**Records provided:**
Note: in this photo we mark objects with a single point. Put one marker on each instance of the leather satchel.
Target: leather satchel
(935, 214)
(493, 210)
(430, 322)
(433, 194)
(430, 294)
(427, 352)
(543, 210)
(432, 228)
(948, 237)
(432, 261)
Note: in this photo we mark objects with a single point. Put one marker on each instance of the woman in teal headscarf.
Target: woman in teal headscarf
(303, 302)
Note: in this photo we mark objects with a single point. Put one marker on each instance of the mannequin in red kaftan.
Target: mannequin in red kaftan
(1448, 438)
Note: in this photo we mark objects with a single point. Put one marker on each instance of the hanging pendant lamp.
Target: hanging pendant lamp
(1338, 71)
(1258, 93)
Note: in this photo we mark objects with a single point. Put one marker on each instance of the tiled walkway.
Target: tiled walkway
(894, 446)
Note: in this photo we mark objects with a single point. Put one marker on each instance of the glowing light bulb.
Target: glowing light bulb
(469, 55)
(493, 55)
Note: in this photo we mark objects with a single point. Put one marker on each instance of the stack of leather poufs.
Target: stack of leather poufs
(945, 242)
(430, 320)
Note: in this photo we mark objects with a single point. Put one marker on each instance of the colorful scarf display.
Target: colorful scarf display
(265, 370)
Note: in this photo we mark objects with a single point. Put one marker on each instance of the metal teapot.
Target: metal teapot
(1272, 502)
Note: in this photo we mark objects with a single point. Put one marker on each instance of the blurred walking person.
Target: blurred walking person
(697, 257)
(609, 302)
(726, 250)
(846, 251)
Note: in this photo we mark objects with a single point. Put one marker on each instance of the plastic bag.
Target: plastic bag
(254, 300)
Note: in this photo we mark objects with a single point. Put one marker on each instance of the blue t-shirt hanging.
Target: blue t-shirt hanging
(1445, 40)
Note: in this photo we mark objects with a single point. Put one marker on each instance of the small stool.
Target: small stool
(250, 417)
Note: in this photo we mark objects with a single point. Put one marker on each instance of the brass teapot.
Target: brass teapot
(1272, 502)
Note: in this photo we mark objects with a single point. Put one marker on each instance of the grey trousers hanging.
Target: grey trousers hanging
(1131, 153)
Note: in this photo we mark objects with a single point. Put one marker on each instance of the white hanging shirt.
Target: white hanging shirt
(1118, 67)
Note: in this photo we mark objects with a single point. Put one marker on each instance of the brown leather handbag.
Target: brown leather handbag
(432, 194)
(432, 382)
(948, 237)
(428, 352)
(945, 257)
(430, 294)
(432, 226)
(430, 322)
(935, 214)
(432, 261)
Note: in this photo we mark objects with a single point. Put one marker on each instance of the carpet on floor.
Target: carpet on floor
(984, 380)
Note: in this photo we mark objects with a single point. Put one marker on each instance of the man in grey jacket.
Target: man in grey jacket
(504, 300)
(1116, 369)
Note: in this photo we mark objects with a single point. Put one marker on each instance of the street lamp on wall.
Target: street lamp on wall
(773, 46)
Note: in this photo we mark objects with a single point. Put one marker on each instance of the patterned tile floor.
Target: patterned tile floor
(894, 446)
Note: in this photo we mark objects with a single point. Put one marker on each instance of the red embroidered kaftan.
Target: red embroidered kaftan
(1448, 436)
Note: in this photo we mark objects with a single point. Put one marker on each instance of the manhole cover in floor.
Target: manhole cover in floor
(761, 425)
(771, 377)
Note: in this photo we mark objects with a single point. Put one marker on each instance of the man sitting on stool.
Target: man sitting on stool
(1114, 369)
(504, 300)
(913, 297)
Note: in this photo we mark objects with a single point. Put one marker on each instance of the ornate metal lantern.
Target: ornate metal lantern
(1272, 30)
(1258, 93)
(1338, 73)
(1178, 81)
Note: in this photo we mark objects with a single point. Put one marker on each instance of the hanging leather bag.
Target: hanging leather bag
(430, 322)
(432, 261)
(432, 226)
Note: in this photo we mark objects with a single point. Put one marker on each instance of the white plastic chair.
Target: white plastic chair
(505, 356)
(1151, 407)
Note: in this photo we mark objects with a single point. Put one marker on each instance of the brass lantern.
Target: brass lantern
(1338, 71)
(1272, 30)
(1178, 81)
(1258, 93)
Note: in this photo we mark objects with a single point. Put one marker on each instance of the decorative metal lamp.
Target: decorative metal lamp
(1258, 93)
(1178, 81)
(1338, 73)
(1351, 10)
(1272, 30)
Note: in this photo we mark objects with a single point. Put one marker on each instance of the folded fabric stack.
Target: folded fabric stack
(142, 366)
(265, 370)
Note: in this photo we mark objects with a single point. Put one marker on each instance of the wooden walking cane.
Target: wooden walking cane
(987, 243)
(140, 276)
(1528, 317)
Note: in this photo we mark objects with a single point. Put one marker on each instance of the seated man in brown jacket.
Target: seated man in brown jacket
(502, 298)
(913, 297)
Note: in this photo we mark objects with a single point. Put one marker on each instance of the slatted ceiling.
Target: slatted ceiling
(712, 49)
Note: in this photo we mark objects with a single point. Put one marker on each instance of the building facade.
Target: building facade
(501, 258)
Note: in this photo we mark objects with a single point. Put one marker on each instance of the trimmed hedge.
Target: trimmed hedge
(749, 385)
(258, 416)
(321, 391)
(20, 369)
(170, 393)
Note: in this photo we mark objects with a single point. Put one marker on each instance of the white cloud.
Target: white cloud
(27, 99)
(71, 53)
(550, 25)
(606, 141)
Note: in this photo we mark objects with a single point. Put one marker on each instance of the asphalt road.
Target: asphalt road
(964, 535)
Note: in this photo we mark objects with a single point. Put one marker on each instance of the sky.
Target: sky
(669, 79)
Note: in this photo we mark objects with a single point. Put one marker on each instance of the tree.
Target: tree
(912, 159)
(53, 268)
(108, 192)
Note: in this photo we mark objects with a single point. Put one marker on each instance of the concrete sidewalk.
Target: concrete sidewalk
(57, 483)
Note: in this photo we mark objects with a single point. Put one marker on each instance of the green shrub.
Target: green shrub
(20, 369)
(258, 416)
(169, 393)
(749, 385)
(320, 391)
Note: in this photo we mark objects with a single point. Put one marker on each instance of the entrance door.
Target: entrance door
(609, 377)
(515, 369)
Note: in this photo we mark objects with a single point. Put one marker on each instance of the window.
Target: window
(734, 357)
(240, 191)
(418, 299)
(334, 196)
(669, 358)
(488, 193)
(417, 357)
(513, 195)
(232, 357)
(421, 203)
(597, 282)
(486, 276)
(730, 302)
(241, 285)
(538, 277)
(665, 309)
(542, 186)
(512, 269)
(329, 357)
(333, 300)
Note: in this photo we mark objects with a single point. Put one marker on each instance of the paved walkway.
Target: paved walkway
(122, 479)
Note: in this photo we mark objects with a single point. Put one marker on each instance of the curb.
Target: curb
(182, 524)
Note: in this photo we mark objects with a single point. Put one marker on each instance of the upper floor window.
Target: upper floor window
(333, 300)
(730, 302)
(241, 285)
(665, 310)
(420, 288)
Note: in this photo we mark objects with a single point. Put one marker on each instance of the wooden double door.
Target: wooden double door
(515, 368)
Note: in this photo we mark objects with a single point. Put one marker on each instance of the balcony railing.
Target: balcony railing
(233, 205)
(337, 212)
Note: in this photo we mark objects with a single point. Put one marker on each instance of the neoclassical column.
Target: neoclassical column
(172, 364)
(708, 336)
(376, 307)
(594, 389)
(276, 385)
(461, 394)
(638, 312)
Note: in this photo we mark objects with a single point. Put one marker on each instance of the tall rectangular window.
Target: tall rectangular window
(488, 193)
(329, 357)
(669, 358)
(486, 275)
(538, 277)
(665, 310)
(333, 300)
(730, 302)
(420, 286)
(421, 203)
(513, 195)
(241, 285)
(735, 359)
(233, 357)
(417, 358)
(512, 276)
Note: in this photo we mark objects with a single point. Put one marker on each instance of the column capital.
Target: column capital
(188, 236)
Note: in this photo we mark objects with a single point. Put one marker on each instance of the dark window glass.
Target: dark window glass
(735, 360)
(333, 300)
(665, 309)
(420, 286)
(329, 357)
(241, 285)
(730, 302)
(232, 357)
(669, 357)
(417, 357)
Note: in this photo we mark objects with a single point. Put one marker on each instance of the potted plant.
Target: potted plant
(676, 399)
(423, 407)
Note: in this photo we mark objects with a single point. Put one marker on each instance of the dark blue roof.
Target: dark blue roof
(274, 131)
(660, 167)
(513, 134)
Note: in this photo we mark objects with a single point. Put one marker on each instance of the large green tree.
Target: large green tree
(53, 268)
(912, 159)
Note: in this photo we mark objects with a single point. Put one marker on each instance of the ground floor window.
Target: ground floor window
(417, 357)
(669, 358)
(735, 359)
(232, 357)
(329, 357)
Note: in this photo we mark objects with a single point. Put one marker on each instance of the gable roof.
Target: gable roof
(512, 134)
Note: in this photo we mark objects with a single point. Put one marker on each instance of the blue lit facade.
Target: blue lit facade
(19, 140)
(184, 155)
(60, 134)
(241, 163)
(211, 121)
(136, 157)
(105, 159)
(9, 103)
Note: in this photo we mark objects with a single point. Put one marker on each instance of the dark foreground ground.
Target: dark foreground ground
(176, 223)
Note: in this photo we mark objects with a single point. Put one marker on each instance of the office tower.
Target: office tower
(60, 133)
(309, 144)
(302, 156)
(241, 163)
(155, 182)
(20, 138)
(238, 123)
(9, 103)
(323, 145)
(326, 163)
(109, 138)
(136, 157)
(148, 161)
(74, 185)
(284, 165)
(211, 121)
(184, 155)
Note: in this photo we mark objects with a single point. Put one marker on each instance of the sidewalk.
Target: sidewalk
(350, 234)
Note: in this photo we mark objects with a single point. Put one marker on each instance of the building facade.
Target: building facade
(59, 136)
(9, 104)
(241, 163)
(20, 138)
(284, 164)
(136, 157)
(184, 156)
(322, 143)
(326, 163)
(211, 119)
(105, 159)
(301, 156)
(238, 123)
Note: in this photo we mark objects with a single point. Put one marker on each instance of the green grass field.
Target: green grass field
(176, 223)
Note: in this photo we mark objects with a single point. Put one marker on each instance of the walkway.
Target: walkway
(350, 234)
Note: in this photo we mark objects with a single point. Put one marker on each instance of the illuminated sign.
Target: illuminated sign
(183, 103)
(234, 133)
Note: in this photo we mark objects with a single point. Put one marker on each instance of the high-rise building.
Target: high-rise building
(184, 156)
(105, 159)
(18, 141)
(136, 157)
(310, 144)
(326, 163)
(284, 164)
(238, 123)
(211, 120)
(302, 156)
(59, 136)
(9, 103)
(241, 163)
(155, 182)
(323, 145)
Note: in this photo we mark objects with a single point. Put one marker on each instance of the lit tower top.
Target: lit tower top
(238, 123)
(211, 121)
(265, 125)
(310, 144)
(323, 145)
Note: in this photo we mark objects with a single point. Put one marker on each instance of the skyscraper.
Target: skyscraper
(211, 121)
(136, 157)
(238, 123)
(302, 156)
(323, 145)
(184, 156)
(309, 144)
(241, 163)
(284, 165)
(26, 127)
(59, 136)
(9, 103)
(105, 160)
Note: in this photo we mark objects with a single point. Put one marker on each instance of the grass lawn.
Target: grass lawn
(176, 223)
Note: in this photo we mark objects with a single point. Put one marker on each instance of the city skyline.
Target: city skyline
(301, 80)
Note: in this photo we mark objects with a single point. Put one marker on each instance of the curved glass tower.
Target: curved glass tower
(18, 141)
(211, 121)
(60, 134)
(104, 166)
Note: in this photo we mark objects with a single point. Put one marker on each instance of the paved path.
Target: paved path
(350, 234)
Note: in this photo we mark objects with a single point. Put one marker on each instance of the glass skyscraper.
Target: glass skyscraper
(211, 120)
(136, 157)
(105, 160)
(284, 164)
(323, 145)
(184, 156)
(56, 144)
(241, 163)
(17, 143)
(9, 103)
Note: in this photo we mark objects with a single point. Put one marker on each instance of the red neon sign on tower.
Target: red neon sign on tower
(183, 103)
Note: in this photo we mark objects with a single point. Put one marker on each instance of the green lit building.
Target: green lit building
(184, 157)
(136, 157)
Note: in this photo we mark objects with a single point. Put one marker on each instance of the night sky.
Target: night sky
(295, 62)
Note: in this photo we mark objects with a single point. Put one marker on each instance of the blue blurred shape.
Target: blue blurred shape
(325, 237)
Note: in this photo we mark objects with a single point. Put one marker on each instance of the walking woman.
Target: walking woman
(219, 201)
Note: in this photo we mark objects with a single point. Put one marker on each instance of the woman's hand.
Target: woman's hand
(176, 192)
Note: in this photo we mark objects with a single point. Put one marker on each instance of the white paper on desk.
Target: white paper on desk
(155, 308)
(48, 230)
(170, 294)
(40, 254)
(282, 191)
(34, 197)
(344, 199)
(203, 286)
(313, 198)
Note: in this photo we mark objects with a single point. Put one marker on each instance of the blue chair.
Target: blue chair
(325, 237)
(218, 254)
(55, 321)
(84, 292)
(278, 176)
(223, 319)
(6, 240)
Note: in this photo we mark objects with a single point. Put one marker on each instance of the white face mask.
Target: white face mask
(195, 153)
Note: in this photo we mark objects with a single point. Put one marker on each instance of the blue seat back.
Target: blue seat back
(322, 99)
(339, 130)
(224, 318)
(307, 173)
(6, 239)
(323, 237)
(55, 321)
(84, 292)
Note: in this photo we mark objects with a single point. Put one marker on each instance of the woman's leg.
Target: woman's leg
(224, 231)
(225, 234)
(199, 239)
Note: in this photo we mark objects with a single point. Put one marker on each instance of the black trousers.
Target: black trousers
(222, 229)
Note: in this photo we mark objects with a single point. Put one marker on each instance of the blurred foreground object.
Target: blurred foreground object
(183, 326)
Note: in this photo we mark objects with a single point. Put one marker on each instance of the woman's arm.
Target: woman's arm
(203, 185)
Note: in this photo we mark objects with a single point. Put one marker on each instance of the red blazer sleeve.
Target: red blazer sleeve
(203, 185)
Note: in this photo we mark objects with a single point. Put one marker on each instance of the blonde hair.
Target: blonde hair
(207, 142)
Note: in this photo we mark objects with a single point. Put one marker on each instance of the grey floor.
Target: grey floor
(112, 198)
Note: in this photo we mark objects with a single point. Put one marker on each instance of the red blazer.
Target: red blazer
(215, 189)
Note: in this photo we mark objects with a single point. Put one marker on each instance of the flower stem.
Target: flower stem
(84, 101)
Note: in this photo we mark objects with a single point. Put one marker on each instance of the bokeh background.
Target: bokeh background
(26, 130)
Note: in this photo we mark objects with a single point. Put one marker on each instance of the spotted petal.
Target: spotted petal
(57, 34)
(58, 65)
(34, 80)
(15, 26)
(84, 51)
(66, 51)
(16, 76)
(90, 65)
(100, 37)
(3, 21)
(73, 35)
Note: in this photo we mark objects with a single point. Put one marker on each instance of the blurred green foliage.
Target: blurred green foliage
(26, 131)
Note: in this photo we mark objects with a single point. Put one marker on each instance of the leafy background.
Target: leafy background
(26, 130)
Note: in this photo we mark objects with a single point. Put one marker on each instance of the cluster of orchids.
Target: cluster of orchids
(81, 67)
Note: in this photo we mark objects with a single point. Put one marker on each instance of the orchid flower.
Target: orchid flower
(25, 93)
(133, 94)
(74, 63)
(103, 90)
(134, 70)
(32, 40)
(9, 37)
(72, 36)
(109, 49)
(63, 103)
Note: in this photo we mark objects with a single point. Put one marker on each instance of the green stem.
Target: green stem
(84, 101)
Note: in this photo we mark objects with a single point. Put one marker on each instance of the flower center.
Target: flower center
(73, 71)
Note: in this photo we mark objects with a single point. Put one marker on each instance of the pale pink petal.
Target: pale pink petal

**Exercise objective:** Exactly and only the lines from the line containing "the orchid flower." through the last line of the entries should be copied, both ends included.

**Solution below:**
Note: in this photo we mark objects with a single point. Put one marker on each instance of the orchid flower.
Target: orchid flower
(25, 93)
(133, 94)
(74, 63)
(103, 90)
(134, 70)
(32, 40)
(9, 37)
(72, 36)
(109, 49)
(63, 103)
Note: in this photo we mark objects with a single point. Put one marker on each instance of the green stem.
Target: green stem
(84, 101)
Note: in this photo we mark objects with a single point. Put one marker on each instance of the flower center.
Target: flower center
(73, 71)
Note: in this photo we mark objects with a single point. Put one marker on each instance of the pale pink petal.
Target: pale pink petal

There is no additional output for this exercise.